§ ENUNCIADO 1
Responda às perguntas seguintes com base na resenha sobre Lêdo Ivo:
(a) Em que ano foi publicado "O Aluno Relapso"?
(b) A estética da fealdade de que poeta atrai Lêdo Ivo desde a adolescência?
(c) Em que ano saiu "Acontecimento do Soneto"?
§ ENUNCIADO 2
Prossiga a resenha sobre Lêdo Ivo a partir da última frase apresentada.

Livro expõe a notável vitalidade de Lêdo Ivo

'O Aluno Relapso', publicado em 1991, e 'Mormaço', um de seus derradeiros volumes de poesia ganham edições

FELIPE FORTUNA ESPECIAL PARA A FOLHA

Virtuoso do verso --do verso metrificado e rimado--, Lêdo Ivo (1924-2012) não esconde seu incômodo com a modernidade. Dotado de virulência verbal, o escritor exibe numerosas contradições na sua produção de poeta e de crítico.

Em "O Aluno Relapso", livro de 1991, agora relançado, confessa possuir "desde a infância, o sentimento de minha diversidade."

No mesmo texto, explica que "o poeta deve evitar a facilidade da Beleza e procurar cultivar a feiura das coisas e dos seres, a deformidade, a dissonância --e, de modo mais amplo, dar espaço à estética da fealdade que desde a adolescência tanto me atrai em Rimbaud (...)".

O exame da sua poesia demonstra, contudo, que nem o estreante de "As Imaginações" (1944) nem o porta-voz de "Acontecimento do Soneto" (1948) conseguiram cumprir aquele propósito: pois persiste em seus poemas uma imperiosa concepção do eu-lírico que conforma o poeta a um anacronismo.

§ DADOS FORNECIDOS
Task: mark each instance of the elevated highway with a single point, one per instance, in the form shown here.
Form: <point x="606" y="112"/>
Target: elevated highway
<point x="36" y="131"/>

§ RESULTADO FINAL 1
(a) Em 1991.
(b) Rimbaud.
(c) Em 1948.

§ RESULTADO FINAL 2
Paradoxalmente, poetas de gerações anteriores conseguiram praticar a "estética da fealdade" que acabou sendo apenas uma ambição para Lêdo Ivo: Mário de Andrade já escrevera "Tristura" ("Os vícios viciaram-me na bajulação sem sacrifícios... / Minha alma corcunda como a avenida São João..."); Manuel Bandeira publicara "Vulgívaga" ("Aos velhos dou o meu engulho. / Aos férvidos, o que os esfrie.").

Carlos Drummond de Andrade, com "Dentaduras Duplas", e mesmo o primeiro Vinicius de Moraes, com "Balada Feroz", também já haviam cortejado o feio, o impuro e o grotesco.

HETERÔNIMOS

Existe uma incompreensão dos assuntos modernos em Lêdo Ivo que o impede, por exemplo, de observar analiticamente a questão dos heterônimos de Fernando Pessoa.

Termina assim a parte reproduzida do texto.